#### Requirement A
Reproduce the forum thread from "But for our" up to and including "of her character.", substituting "promise ring" for every occurrence of "engagement ring".

[START Document segment]

Fortunately, you have us Americans to teach you how to do it right.

I kid.


----------



## Rob_1 (Sep 8, 2017)

Married twice. No engagement ring to either wife, just wedding bands. 
But for our 25th anniversary (2nd wife) got her a nice small but elegant rock.


----------



## Evinrude58 (Jun 16, 2014)

I dated a lady that told me she wanted a 2carat diamond solitaire for her engagement ring. Granted, I asked her. I got a loan for it. Happily bought it and couldn’t wait to give it to her. She was wearing it when she refused to come pick me up when my car broke down 20 min from her house ( I was on my way to see her) because in her words “I had a beer an hour ago”. It was about 100 degrees that day.
My 74 yr old dad had to come get me. He was 
45 min away and I didn’t even know he was home. 
Needless to say, the measure of a woman is not in how much money was spent on her engagement ring, but in the depth of her character.


----------



## Evinrude58 (Jun 16, 2014)

Girl_power said:


> I expect my engagement ring to be more $, or equal to whatever high end watch, or whatever goal watch you have set in your mind to buy one day.


A 12$ armitron quartz????
I’m diggin’ you girl power!


----------



## BigDaddyNY (May 19, 2021)

[END Document segment]
[START Materials provided]

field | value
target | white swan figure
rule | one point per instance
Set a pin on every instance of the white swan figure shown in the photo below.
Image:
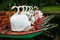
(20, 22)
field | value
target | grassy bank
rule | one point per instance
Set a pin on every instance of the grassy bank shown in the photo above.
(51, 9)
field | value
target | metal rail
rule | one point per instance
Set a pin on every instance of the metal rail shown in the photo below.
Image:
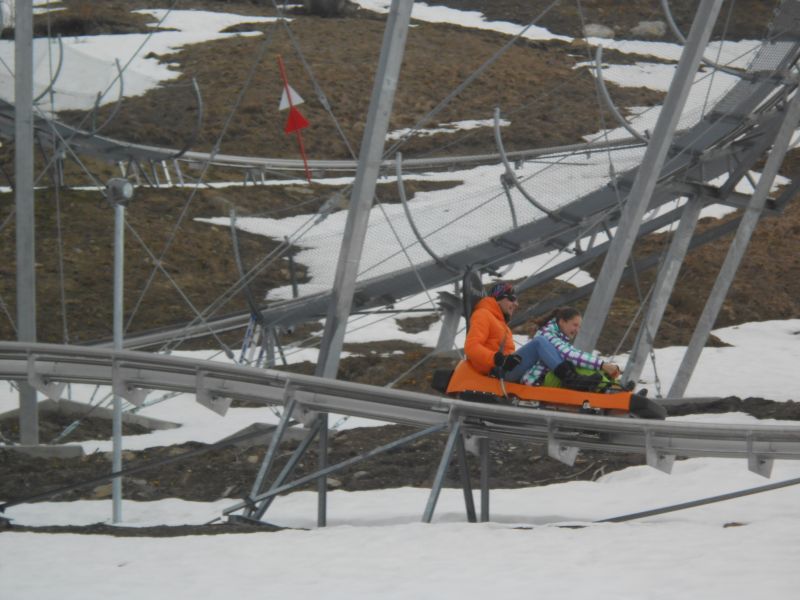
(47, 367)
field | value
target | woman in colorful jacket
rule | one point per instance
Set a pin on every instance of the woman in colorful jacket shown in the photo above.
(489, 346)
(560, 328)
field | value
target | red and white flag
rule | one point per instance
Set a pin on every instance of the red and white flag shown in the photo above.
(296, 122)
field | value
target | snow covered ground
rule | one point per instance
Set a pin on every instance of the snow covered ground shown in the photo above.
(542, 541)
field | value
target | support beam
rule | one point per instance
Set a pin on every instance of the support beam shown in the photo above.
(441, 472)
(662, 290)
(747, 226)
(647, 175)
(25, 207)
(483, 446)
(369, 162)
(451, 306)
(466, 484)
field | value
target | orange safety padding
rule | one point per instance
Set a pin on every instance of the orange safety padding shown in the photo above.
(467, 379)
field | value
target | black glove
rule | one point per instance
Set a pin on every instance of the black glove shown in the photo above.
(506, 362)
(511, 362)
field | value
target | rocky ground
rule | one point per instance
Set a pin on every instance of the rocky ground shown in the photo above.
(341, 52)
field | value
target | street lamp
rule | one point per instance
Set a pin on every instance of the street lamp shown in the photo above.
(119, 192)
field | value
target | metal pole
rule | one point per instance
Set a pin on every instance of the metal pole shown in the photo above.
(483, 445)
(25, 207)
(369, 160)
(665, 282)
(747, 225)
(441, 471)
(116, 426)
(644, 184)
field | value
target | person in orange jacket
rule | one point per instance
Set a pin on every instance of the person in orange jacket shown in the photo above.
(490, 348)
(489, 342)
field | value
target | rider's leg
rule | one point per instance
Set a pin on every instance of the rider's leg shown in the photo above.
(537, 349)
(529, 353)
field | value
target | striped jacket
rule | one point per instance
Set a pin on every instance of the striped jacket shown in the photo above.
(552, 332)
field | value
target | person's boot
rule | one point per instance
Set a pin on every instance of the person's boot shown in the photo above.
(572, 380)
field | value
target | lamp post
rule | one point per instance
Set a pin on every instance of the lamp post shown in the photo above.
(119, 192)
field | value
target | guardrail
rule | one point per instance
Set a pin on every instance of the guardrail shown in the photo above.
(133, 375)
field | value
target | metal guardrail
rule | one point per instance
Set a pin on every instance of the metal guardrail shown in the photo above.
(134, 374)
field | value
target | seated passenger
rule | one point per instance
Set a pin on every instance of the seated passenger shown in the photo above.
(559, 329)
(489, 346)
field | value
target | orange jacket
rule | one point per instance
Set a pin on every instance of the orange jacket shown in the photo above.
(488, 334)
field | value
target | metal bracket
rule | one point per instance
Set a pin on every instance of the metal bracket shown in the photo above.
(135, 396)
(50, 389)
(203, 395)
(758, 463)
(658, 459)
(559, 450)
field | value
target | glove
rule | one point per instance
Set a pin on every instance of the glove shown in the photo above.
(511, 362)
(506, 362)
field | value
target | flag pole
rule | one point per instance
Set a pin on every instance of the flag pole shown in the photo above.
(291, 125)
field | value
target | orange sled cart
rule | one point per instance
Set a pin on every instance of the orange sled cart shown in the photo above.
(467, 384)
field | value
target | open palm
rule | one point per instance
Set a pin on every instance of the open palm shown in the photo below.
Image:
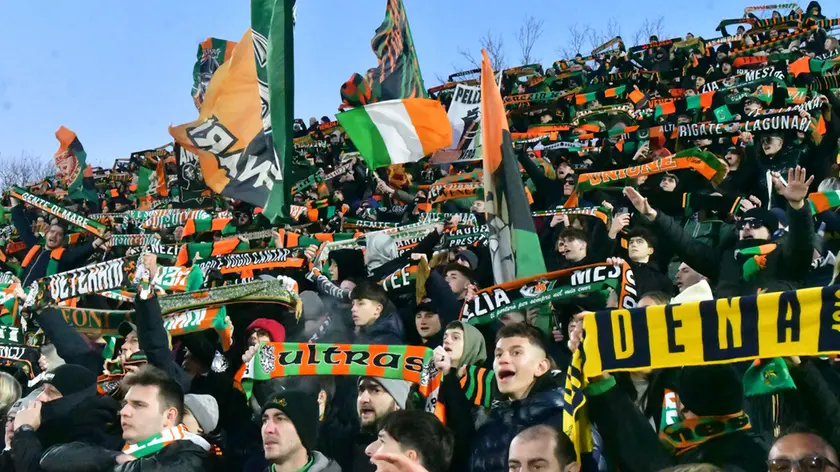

[END Materials provided]

#### Requirement B
Locate every line of the records above that contains the string "street" and copy each one.

#### Correct output A
But for our 25th anniversary (2nd wife) got her a nice small but elegant rock.


----------



## Evinrude58 (Jun 16, 2014)

I dated a lady that told me she wanted a 2carat diamond solitaire for her promise ring. Granted, I asked her. I got a loan for it. Happily bought it and couldn’t wait to give it to her. She was wearing it when she refused to come pick me up when my car broke down 20 min from her house ( I was on my way to see her) because in her words “I had a beer an hour ago”. It was about 100 degrees that day.
My 74 yr old dad had to come get me. He was 
45 min away and I didn’t even know he was home. 
Needless to say, the measure of a woman is not in how much money was spent on her promise ring, but in the depth of her character.

#### Correct output B
target | street lamp
Set a pin on every instance of the street lamp shown in the photo above.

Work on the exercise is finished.